Question : INVESTMENT IN HOUSING AND REAL- ESTATE SECTORS



(a) whether the Federation of Indian Chambers of Commerce and Industry has recommended to the Government measures to facilitate investment for the housing and real-estate sectors;

(b) if so, whether it has also sought support to specialised and organized professionalized and organized professional bodies and funds such as Real Estate Investment Trusts, Real Estate Mutual Funds on the lines being operated in the US and other developing countries;

(c) if so, the details thereof;

(d) whether the Chamber has also pointed out that dynamic developers and foreign and domestic investors can earn handsome returns on their investment to boost real-estate development and housing in terms of the National Housing and Habitat Policy;

(e) if so, whether the Government has considered their suggestions; and

(f) if so, the extent to which they have agreed and the steps being taken to implement them?

Answer given by the minister


MINISTER OF STATE (INDEPENDENT CHARGE) IN THE MINISTRY OF URBAN EMPLOYMENT & POVERTY ALLEVIATION ( KUMARI SELJA )

(a): Yes, Sir. These recommendations inter-alia include the following:-

(i) FDI should be allowed upto 49%.

(ii) The existing norms should be reduced from 100 acres to 25-50 acres.

-- Exercise instructions --
Decide whether each statement agrees with the question and answer on housing and real-estate investment. Answer yes or no, and quote the deciding words of the text exactly.
1. The reply to part (a) is affirmative.
2. The recommendations propose raising the existing norms from 25-50 acres to 100 acres.
3. One recommendation is that FDI be allowed up to 49%.
Use only the text above on housing and real-estate investment, without drawing on any other source.

-- Provided information --

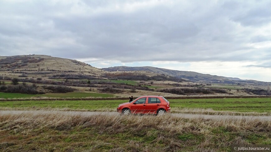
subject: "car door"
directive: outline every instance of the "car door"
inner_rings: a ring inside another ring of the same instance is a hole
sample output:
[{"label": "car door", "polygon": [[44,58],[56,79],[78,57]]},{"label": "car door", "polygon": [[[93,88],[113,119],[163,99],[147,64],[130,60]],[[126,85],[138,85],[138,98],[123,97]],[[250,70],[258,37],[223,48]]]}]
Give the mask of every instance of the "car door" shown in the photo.
[{"label": "car door", "polygon": [[159,99],[155,97],[148,97],[146,109],[149,113],[156,113],[161,104]]},{"label": "car door", "polygon": [[147,98],[139,99],[133,103],[131,106],[131,112],[132,113],[144,113],[146,108]]}]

-- Task answer --
1. Yes: "(a): Yes, Sir."
2. No: "The existing norms should be reduced from 100 acres to 25-50 acres."
3. Yes: "FDI should be allowed upto 49%."